Problem to solve: Only the pictures are omitted; repeat all other data exactly.
START Data extract
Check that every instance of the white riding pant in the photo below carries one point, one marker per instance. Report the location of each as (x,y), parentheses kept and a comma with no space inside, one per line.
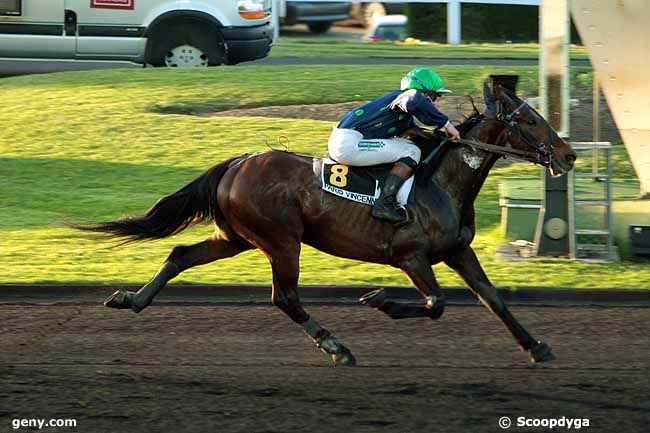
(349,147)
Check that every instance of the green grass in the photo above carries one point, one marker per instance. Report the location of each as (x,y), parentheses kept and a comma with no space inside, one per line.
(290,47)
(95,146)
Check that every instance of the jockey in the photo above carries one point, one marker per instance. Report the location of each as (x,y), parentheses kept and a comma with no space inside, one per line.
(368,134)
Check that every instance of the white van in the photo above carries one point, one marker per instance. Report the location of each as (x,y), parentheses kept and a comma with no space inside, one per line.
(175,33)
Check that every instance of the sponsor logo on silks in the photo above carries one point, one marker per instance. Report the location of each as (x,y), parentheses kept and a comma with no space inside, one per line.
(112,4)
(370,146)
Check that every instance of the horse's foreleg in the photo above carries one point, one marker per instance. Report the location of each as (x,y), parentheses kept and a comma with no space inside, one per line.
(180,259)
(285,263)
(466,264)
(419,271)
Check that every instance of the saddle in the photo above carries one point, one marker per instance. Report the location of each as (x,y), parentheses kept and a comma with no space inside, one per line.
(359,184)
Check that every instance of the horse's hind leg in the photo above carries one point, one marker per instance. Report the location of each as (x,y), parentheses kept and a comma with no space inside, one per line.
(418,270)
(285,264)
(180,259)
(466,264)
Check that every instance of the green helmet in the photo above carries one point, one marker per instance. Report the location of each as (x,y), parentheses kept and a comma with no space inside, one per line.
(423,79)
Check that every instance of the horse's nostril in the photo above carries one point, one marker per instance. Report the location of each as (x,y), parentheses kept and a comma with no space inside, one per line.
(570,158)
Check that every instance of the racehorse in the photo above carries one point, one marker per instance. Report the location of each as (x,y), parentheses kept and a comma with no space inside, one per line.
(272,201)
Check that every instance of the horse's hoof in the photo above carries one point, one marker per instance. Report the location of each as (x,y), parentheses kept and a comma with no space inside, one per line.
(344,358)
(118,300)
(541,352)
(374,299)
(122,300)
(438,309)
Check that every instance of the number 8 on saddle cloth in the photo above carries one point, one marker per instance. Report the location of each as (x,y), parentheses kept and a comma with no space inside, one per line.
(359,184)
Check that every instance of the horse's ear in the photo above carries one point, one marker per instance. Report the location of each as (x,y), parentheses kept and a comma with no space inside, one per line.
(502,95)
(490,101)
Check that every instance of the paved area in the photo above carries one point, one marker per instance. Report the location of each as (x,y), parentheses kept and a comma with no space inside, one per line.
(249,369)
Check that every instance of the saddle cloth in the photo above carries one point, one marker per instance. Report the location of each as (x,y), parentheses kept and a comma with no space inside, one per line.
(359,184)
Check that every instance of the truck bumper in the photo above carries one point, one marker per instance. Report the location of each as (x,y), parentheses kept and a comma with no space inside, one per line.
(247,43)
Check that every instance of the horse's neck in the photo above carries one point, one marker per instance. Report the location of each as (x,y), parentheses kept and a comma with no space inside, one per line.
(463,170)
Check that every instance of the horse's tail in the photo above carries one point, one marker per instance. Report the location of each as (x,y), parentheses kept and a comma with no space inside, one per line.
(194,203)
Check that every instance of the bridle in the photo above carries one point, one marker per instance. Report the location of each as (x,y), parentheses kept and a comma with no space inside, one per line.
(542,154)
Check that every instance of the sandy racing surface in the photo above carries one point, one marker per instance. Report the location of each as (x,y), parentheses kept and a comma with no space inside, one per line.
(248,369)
END Data extract
Output of the exercise:
Check that every instance of the white riding pant in the photo below carries one point, one marker per instance. Report the location of each as (x,y), parentheses kept and a comma with no space inside, one per line.
(349,147)
Check that every instance of the green grass in the photo above carries one point, one marker per instance. Report the location of each as (x,y), parentheses kept and a comma with no space inside, one per line.
(290,47)
(95,146)
Check that every instance of the jockey in the photo above carries one point, one marker per instance. Report the location of each as (x,y), parentheses kept and a comma with no space inside, one per line.
(368,134)
Check that every instance of the white van in the photo above carries one point, one marker per instance. Report the location of each as (x,y), parentheses kept and a comma with no space inside, one per line.
(175,33)
Check that every instance of the sponsor logo on silks in the photo above carries one point, one marker per instance. Report the location of each as (x,y), parentheses kept and a comma with no space inside, one per line.
(112,4)
(370,146)
Check that every instance of the horse's foreleg in the photo above carries one point, one marker per instance. Report the location of each as (x,y), parentheses kept and a comma with no space inside, one per line.
(180,259)
(285,263)
(466,264)
(419,271)
Check that every instance of the saddle in the photo above carries one point, one marker per instance. Report the location of each as (x,y), parentheses kept and a comma with no space inside, one per line.
(359,184)
Check that every instance of the horse's hind leg in the photo above carries one point, one marker per instance. Report the location of each as (x,y), parentheses kept and a comma with no space inside, one per line.
(418,270)
(285,264)
(180,259)
(466,264)
Check that every instance of the green helmet in the photo above carries one point, one marker per instance. Report the location of each as (x,y), parentheses kept and a comma with no space inside, one per line.
(423,79)
Check that every instance of the horse's nostril in the photo above carries one point, one marker per instance. Report the location of each as (x,y), parentheses kept and a comma with no space inside, one per line.
(570,158)
Check that every instance of the racehorse in the photo above carries one point, one marker per instance. Report the location of each as (x,y), parentheses kept and a comma with no space inside, one per line.
(272,201)
Check that every instance of the horse's hoof in the photo above carries one point, one marker per instance. Report the location of each as (x,y), parentheses kept and a comma with no space inside, one per line.
(344,358)
(118,300)
(541,352)
(374,299)
(122,300)
(438,309)
Check that every instance of the number 8 on saddle cloth in the photo above carries one point, one marker per instance. Report the location of each as (x,y), parentheses kept and a comma with no space inside, one per line.
(359,184)
Check that every instance of the horse's ear in the photo above carries one point, one marker per instance. Report the location of each as (x,y), parentheses kept and a comma with no space inside, one per line.
(502,95)
(490,101)
Check that every instance of the paved area in the photo above carries one point, one marker per instance. Report the location of each as (x,y), parentheses kept and a comma with no space inside, one per line.
(249,369)
Check that every instance of the saddle cloth in the photo above carries one point, one marker per instance. Report the location of each as (x,y), parentheses kept and a comma with no space inside, one per line.
(359,184)
Check that every instance of the truck bumper in the photo above carries one point, one marker per instance. Report the location of each as (x,y), parentheses kept and a comma with no space inside, one per line.
(247,43)
Check that every instance of the horse's neck in the photo above carries one point, one marker per instance. Report the location of each as (x,y), parentheses kept and a comma with no space inside, one per line.
(463,170)
Check that every instance of the horse's tail in the photo above carries one point, one marker per instance. Report the location of each as (x,y), parentheses kept and a comma with no space inside, one per line.
(194,203)
Check that every instance of the bridle in the photo above carries one point, one marker per instance. Report the location of each as (x,y), parentheses kept and a comma with no space inside, one per line.
(542,154)
Check that every instance of the sandy racing surface in the photo above carries one point, one marker per instance. Report the location of each as (x,y), parentheses kept and a comma with no space inside, one per line.
(248,369)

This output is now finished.